→ Given text
------------------------

Pricing reflects that gap. Anthropic set introductory rates of $2 per million input tokens and $10 per million output tokens through August 31, after which they rise to $3 and $15. That keeps Sonnet 5 well below Opus-tier pricing even as it approaches Opus-tier capability on several tests.

A bumpy first week

The rollout was not friction-free. Developers reported that Sonnet 5's tokenizer produces between 1.0 and 1.35 times as many tokens as its predecessor for the same text, meaning the real cost per task can run higher than the headline per-token price suggests. Anthropic also removed temperature and other sampling parameters, which broke some existing integrations that had hard-coded them.

The company acknowledged an error in how it had measured the BrowseComp benchmark and republished the chart using a 10-million-token budget methodology. It also deployed a new safety classifier aimed at a specific jailbreak technique, which it said blocks the method more than 99% of the time — at the cost of more false positives on legitimate security-coding queries, some of which are now routed to Opus 4.8.

Why Anthropic is pushing the middle tier

Anthropic's strategy leans on making capable agents cheap enough to run at scale. By pushing Opus-level autonomy into the Sonnet price band, the company is targeting developers who want agents in production without flagship costs. The early tokenizer and API complaints show the trade-offs of moving fast on a model that thousands of teams wire into live systems on day one.

------------------------

→ Dataset
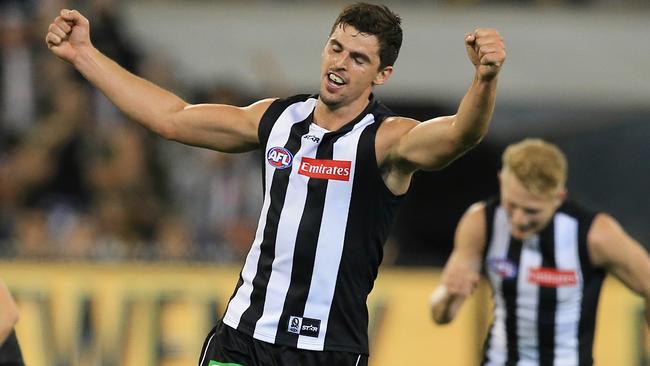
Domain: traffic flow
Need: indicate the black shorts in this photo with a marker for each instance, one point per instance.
(225, 346)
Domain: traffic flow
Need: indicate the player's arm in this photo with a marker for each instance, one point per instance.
(612, 248)
(8, 313)
(219, 127)
(462, 271)
(435, 143)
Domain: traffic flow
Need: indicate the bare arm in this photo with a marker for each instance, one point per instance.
(435, 143)
(8, 313)
(611, 247)
(219, 127)
(461, 273)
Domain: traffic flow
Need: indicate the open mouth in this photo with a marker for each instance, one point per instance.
(332, 77)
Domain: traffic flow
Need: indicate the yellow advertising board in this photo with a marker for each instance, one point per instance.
(146, 314)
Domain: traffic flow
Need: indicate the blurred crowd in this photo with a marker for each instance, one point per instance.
(80, 182)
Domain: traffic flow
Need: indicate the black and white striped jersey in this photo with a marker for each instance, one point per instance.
(545, 291)
(319, 240)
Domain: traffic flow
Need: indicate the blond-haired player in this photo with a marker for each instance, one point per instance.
(545, 258)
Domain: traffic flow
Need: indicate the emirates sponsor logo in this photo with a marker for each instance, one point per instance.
(551, 277)
(279, 157)
(325, 169)
(502, 267)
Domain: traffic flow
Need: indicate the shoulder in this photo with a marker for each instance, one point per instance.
(605, 232)
(390, 132)
(471, 229)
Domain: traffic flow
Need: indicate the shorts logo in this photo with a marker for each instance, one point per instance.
(279, 157)
(304, 326)
(325, 169)
(502, 267)
(552, 277)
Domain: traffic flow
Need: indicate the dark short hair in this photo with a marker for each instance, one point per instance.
(375, 20)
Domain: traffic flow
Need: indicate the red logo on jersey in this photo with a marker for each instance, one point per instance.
(325, 169)
(279, 157)
(551, 277)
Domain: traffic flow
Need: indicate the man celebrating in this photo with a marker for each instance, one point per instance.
(546, 259)
(335, 167)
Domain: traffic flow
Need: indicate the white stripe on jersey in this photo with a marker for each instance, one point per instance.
(292, 211)
(498, 248)
(528, 301)
(331, 237)
(278, 137)
(568, 303)
(569, 298)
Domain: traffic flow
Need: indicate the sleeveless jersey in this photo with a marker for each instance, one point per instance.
(319, 239)
(545, 291)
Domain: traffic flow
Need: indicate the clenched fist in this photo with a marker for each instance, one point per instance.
(68, 34)
(487, 52)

------------------------

→ List of tasks
1. In the Sonnet 5 article, what rate per million output tokens applies after August 31?
2. Print the portion of the Sonnet 5 article starting at "Pricing reflects that" and ending at "had hard-coded them.".
3. Translate this sentence from the Sonnet 5 article into Spanish: "Anthropic also removed temperature and other sampling parameters, which broke some existing integrations that had hard-coded them."

→ Solutions to the problems
1. $15 per million output tokens.

2.
Pricing reflects that gap. Anthropic set introductory rates of $2 per million input tokens and $10 per million output tokens through August 31, after which they rise to $3 and $15. That keeps Sonnet 5 well below Opus-tier pricing even as it approaches Opus-tier capability on several tests.

A bumpy first week

The rollout was not friction-free. Developers reported that Sonnet 5's tokenizer produces between 1.0 and 1.35 times as many tokens as its predecessor for the same text, meaning the real cost per task can run higher than the headline per-token price suggests. Anthropic also removed temperature and other sampling parameters, which broke some existing integrations that had hard-coded them.

3. Anthropic también eliminó la temperatura y otros parámetros de muestreo, lo que rompió algunas integraciones existentes que los tenían codificados de forma fija.